Your task: Rewrite the part of the records that opens with the line containing "indicate the blurred background, a" and closes with the line containing "column 447, row 228", replacing "indicate" with "mark" and leaving everything else unchanged.

══ Entries ══

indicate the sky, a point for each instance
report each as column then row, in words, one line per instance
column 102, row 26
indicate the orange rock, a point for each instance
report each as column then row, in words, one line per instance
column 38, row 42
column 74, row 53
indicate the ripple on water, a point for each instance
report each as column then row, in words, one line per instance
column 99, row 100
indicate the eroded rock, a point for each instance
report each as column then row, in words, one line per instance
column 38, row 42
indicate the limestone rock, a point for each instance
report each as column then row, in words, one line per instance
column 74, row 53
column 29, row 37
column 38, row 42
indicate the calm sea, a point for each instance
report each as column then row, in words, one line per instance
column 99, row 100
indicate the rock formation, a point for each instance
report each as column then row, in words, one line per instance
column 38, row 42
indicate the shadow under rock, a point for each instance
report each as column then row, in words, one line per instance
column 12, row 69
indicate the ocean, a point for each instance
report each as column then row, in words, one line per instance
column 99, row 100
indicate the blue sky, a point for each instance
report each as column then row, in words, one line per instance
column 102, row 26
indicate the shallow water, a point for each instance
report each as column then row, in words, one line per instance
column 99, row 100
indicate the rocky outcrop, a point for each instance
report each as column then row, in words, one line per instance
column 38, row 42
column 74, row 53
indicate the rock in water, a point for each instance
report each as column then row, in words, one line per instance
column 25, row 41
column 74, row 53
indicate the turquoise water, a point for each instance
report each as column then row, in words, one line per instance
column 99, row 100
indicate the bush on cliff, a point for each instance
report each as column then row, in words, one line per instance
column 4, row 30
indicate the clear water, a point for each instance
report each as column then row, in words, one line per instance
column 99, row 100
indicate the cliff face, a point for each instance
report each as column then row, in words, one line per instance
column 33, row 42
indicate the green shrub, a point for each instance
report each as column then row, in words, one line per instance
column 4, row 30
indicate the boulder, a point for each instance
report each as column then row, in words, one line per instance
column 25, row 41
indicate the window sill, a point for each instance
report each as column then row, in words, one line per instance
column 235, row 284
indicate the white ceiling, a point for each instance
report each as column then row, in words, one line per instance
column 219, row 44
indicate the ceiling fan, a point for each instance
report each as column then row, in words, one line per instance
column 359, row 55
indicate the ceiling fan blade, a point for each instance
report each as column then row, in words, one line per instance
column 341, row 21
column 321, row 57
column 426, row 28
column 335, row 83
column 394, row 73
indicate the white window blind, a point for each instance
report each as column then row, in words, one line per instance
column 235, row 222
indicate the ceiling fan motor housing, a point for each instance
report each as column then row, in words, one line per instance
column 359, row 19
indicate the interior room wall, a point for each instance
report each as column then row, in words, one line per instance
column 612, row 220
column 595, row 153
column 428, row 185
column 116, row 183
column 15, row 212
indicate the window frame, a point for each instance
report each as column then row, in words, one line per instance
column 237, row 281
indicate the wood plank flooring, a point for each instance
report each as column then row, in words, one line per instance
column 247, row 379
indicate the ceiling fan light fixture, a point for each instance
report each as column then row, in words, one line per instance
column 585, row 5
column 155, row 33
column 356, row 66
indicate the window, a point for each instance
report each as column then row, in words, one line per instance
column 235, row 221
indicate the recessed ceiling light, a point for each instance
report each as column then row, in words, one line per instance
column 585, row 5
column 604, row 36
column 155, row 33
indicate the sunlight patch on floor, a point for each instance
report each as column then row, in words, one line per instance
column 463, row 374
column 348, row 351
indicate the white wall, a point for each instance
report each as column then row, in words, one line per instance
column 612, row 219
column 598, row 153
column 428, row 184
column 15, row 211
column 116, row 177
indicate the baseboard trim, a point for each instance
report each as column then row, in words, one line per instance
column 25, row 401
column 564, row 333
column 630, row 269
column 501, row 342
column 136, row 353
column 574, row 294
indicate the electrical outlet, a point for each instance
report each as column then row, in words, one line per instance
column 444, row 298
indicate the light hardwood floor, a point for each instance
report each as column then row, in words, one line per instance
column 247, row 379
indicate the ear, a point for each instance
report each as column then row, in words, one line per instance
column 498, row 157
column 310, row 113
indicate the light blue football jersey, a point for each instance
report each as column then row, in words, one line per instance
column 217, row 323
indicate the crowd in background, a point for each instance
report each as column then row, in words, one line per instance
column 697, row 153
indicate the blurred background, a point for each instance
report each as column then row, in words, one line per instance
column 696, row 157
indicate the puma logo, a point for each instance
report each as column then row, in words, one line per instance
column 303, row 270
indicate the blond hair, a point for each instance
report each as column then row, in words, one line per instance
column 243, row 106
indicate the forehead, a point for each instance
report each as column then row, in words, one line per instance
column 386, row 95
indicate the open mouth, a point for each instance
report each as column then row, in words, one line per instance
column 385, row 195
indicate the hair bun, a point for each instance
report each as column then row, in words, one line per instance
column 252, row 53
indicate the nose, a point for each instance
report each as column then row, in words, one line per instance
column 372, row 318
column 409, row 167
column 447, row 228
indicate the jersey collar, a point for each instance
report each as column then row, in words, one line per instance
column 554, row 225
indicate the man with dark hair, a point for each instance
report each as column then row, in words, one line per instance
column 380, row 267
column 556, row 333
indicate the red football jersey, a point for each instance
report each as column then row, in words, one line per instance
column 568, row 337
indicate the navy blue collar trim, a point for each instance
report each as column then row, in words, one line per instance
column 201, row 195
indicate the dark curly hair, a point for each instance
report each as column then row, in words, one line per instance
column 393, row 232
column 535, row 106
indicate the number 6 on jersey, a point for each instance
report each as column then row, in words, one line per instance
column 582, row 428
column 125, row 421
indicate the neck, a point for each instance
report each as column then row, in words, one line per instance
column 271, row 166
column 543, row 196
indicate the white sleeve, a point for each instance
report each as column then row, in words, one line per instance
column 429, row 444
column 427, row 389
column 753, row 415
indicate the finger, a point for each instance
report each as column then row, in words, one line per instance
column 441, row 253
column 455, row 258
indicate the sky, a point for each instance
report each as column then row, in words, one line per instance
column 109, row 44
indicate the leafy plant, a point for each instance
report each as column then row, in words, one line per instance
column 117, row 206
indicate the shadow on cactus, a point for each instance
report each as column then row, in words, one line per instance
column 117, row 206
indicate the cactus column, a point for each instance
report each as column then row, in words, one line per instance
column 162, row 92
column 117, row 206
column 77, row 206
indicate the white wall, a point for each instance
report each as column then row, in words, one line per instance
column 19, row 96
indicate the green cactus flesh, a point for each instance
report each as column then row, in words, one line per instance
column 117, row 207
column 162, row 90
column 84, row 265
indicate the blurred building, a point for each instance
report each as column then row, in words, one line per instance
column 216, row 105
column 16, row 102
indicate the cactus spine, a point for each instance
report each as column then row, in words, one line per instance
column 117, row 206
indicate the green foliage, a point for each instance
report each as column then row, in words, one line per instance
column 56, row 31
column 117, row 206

═══
══ Entries ══

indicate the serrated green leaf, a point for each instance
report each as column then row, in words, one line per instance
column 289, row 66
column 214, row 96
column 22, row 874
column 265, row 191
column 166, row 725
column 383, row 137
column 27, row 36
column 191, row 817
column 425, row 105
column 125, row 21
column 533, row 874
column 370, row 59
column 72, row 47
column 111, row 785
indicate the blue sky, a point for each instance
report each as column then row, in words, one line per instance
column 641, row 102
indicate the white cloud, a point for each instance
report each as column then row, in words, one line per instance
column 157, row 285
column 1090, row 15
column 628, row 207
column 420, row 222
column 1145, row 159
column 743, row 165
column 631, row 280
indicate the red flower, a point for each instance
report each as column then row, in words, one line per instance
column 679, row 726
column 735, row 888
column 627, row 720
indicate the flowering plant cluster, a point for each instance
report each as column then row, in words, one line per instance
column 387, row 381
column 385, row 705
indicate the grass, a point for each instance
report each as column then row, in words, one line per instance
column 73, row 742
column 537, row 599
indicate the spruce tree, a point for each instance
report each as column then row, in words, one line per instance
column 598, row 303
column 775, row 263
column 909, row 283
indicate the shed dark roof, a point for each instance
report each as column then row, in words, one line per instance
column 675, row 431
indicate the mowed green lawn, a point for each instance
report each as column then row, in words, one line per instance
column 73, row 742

═══

Worked solution:
mark the blurred background, a point for each instance
report each as column then row, in words, one line per instance
column 696, row 157
mark the puma logo, a point for each instance
report each as column then row, in words, one line per instance
column 303, row 270
mark the blond hair, a point for each instance
report each as column then row, in words, one line per instance
column 243, row 106
mark the forehead, a point for each instance
report each as column then row, in words, one line per instance
column 386, row 95
mark the open mouth, a point for each instance
report each as column then row, in words, one line per instance
column 385, row 195
mark the hair bun, a point for each instance
report each as column then row, in words, one line per instance
column 252, row 53
mark the nose, a point for each instance
report each as column then row, in words, one line per instance
column 372, row 318
column 409, row 167
column 447, row 228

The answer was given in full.